====== EXCERPT TO READ
Muttaburra's adoption of public art as a feature of the town has extended to its claim as the centre of Queensland, marked in steel with a detailed map and rainfall record.
The eye-catching design sits on top of the rise that the old hospital, now the Dr Arratta Memorial Museum, was built on.
As well as depicting the various elements that are special to the central western town via a map of Queensland that stands out on the horizon, the vagaries of 130 years of rainfall can be seen at a glance in front of it.
It's the work of Rob Turner, the chaplain for the Muttaburra and Ilfracombe State Schools, who has a building design background.
After he designed a garden complex for the Muttaburra school grounds, the local community development association asked if he'd design them something to enhance the cherished reputation as the centre of the state.
Mr Turner said despite having no public art experience he came up with a variety of options including a large dam structure and a sundial, but the winning one was simple and told a direct story rather than being cryptic.
The base of the monument has concentric circles and lines radiating out, which pays tribute to the indigenous heritage behind the town's name, Mootaburra, meaning Meeting of the Waters.
The monument itself displays a circle with a tail in the shape of a Q, a table with plates depicting outback hospitality, water lines, the blades of a windmill or the rays of the sun depending on your view, and the corner of a fenced paddock, all of which represented Muttaburra to the committee.
Discs on the U-shaped seating were created by school students' handprints. All of it was made with the intention of being maintenance-free.
Mr Turner said construction began 14 months ago and had been a real community endeavour, funded by the Barcaldine Shire Council, a Gambling Community Benefit Fund, and from some local groups.
People can now buy a paver and add their name to the historic record.
As for its location 17km east of the surveyed centre of Queensland, Mr Turner said when the survey was done it didn't include the islands along the coastline.
"We suggest if they were included, the centre would move more or less to where our monument is," he laughed.
============
====== LISTED ENTRIES
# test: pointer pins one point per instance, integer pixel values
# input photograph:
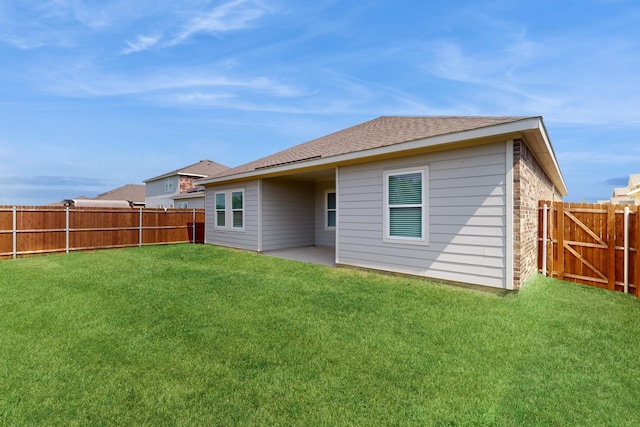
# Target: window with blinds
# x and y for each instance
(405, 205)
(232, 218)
============
====== LISTED ENTRIES
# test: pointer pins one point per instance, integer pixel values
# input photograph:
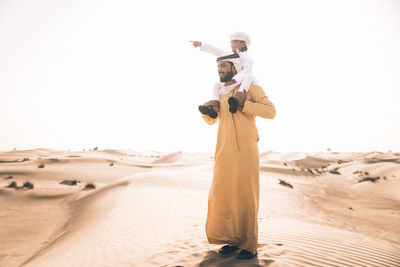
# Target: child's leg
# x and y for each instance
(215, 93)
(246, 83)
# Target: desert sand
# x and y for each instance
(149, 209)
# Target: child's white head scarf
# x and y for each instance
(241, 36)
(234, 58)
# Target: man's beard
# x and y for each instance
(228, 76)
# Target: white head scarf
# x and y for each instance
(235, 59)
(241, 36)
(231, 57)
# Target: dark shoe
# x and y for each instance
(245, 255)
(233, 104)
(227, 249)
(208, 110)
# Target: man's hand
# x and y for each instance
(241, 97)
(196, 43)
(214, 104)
============
====== LISTED ENTRIES
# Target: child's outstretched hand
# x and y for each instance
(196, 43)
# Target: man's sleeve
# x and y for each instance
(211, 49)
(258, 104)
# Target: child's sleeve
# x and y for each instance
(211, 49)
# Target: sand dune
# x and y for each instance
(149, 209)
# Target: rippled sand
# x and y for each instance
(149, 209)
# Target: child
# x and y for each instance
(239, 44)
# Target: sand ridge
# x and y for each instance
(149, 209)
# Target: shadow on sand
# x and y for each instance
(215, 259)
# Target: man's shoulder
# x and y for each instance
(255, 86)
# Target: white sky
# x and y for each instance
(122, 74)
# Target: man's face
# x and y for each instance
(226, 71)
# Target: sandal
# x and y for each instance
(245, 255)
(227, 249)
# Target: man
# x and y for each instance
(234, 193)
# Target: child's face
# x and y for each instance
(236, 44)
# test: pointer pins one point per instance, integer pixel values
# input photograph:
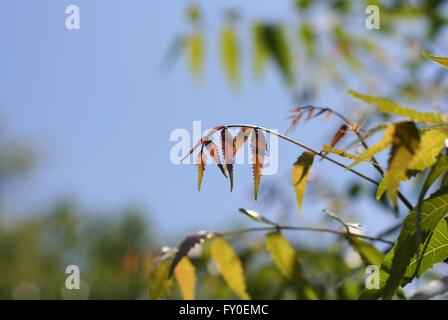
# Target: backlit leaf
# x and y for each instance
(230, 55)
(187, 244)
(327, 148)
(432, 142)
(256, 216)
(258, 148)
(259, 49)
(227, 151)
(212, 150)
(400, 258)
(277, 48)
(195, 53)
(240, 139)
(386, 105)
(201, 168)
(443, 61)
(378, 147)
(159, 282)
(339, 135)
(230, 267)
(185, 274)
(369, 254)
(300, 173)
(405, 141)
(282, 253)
============
_ASSIGNED TASK 1_
Reproduce the article on the Muttaburra monument from "Mr Turner said despite" up to and including "of the Waters.", changing "sundial" to "clock tower".
_ASSIGNED TASK 2_
Summarize the article on the Muttaburra monument in two sentences.

_ANSWER AREA 1_
Mr Turner said despite having no public art experience he came up with a variety of options including a large dam structure and a clock tower, but the winning one was simple and told a direct story rather than being cryptic.
The base of the monument has concentric circles and lines radiating out, which pays tribute to the indigenous heritage behind the town's name, Mootaburra, meaning Meeting of the Waters.

_ANSWER AREA 2_
Muttaburra marks its claim to be the centre of Queensland with a steel monument showing a detailed map of the state and a record of 130 years of rainfall, designed by school chaplain Rob Turner. The community built it over 14 months with funding from the Barcaldine Shire Council, a Gambling Community Benefit Fund and local groups, and it stands 17km east of the surveyed centre because, Mr Turner said, the survey left out the coastal islands.